TASK: From the items below, pull out every line that contains the string "head". Treat uppercase and lowercase letters as different.

■ ■ ■ ■

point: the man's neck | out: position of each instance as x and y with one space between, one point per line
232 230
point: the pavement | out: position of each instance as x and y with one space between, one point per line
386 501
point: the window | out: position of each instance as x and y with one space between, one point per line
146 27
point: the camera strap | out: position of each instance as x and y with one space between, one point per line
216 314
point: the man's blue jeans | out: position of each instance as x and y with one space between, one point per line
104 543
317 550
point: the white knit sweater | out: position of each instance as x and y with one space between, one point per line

■ ■ ■ ■

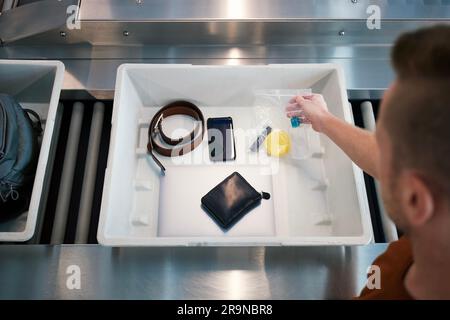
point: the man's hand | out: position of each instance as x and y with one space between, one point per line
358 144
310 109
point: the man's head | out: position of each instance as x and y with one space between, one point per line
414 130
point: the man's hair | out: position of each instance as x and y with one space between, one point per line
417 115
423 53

■ ■ ■ ■

REPLY TO THE EXERCISE:
point: the man's head | out: position of each instance as x and y with one space between, one point per line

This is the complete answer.